-------- SOURCE

A Master Genius of Masonry
By Bro. Joseph Fort Newton
MR. TOASTMASTER:--It is the privilege of the living to strive, as occasion may of offer, to preserve the image of the great and good men of former times. Not less is it our duty to do so, that as little as possible may be lost of the precious heritage of our race. Fewer names would fade from their rightful place in human memory if we, who enter into their labors and reap what they have sown, were duly mindful of our obligation to the dead and to the advancing generation.
In this the centennial year of his birth it is doubly fitting that we recall the name of Albert Pike--the master genius of Masonry, its most accomplished scholar, its noblest orator, and by far the greatest artist who has adorned its temple in these latter days. No more beautiful spirit than Albert Pike ever lived with us or died among us, and tonight his words are fulfilled before our eyes, when he said: "I wish my monument to be builded only in the hearts and memories of my brethren of the Ancient and Accepted Scottish Rite." He himself fulfilled those words by the beauty of his genius, the splendor of his character, and the high quality of his service to our order;
"For naught endures unless it stands Linked with a deathless poet's name."
Almost twenty years have now come and gone since the great figure of Albert Pike disappeared from the walks of men. Other men and other scenes have come upon the stage and many changes have been wrought upon the earth. Even in the city where he was for so long a chief ornament and distinction a generation has arisen to whom it is necessary to describe Albert Pike. And that no one may ever hope to do. One may recall the majestic figure, the noble head, the great and beautiful eyes that were the homes of genius and power, the face so full of benign wisdom, and the fine spirit that forever animated and refined a form at once colossal and symbolic. But no one can reproduce the personal and intellectual charm, the stately grace and rich humanity of that wonderful man.
Albert Pike has long been known to me as a poet of daring and eloquent melodies. In days that come not back it was my joy to read "Hymns to the Gods," in which as a youth he visited the altars of Greece, the holy land of the artist, and learned the holiness of beauty. We of the south recall his poems of "The Mocking Bird," the mystic queen of southern woodland song, along with his ringing lines proposing "The Magnolia" as the emblem of the south. Nor can any one forget those tender verses which set to music the loneliness and pathos of old age, as colors grew dimmer and the life grows heavier "Every Year." But more melting than all is his little song to "A Dead Child," which brought a ray of light into one of the darkest days of my life.
But this week (*) it has been given me to see another Albert Pike-- a great artist of spiritual truth, a magician of form and color and words--the Michael Angelo of moral architecture. It is beautiful beyond all words. No one can imagine a more magnificent portrayal of the meaning of life and of what it is to be a man and a Mason. In token of this honor let me ask you indulge me in a recital of the story of Albert Pike, his personal history and his career as a Mason, with a brief sketch of his achievements as a scholar, his character as a man, and his genius as a poet.
(*)The address was delivered at a banquet following the reunion of Iowa Consistory, No. 2, at which the speaker received the degrees of the Scottish Rite, in 1909.

----------------
-------- ENTRIES SHOWN

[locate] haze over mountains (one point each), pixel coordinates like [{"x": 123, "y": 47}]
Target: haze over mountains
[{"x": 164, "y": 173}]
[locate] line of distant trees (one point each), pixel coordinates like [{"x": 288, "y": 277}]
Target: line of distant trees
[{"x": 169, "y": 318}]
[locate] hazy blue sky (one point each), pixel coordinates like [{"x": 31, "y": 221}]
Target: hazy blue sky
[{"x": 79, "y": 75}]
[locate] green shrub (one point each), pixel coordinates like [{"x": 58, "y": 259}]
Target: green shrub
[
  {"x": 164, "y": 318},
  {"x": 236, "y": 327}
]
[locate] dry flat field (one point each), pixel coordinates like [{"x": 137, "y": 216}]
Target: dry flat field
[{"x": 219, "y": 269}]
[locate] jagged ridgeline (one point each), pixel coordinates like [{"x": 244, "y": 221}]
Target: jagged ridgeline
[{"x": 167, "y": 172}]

----------------

THE TASKS =
(a) Name every poem by Albert Pike that the address on Albert Pike mentions by title.
(b) Carry the address on Albert Pike forward from its final line.

OUTPUTS =
(a) "Hymns to the Gods," "The Mocking Bird," "The Magnolia," "Every Year," and "A Dead Child."

(b)
Albert Pike was born in Boston, Mass., December 29th, 1809--the same day that brought Gladstone into the world, and like Gladstone he came of a stock noted for its strength and longevity. The Pikes came to this country from Devonshire, England, as early as 1635, and the family has given us many poets, patriots, scholars, ministers and jurists. Such was Nicholas Pike, author of the first arithmetic in America, the friend of Washington, and the planter of the liberty tree in front of his house in 1775, the branches of which arch State street to this day. Such was Zebulon Pike, the explorer, who gave his name to Pike's Peak, and died in battle in the war of 1812.
The father of Albert Pike, so he tells us, was a journeyman shoemaker, "who worked hard, paid his taxes, and gave all his children the benefit of an education." His mother was a woman of great beauty, though somewhat austere in her ideas of training a boy. As a child he saw the festivities at the close of the war with Great Britain, in 1815. His father removed to Newburyport, in the same state, when Albert was four years of age, and remained there until his death; and it was there that the boy was reared. He attended the schools of the town, and also an academy at Farmingham, and at fourteen was ready for the freshman class at Harvard. Being informed that he must pay the tuition fees for two years in advance, he declined to do so, and proceeded to educate himself, following the junior and senior classes while teaching school. He taught at Fairhaven and later in his home town, first as assistant, then as principal, and afterwards in a private school until March, 1831.
By nature Pike was a thinker and by genius a poet --large-minded, sensitive, high-strung; conscious of his power, yet diffident; easily depressed by unkind words, but resolved to be a force in the world. When life with its nameless hopes began to stir within him, he felt the austere restraint of his Puritan environment where poetry was scorned as "flowery talk," and where all wings were clipped. He began to long for freer air and a wider life, and in 1831 set out for the west, by way of Niagara, thence to Cincinnati and down the Ohio, much of the way on foot, to St. Louis. He went as far as Santa Fe, the scenery of the country giving color to the poems he wrote along the way. At Taos he joined a trapping party, and after going down the Pecos, he traveled around the head waters of the Brazos to the sources of Red river. This took him across the Staked Plains, and he was so worn by hunger and hardships that he was glad to turn east. After walking five hundred miles he reached Fort Smith, Arkansas, "without a rag of clothing, a dollar of money, or a single friend in the territory."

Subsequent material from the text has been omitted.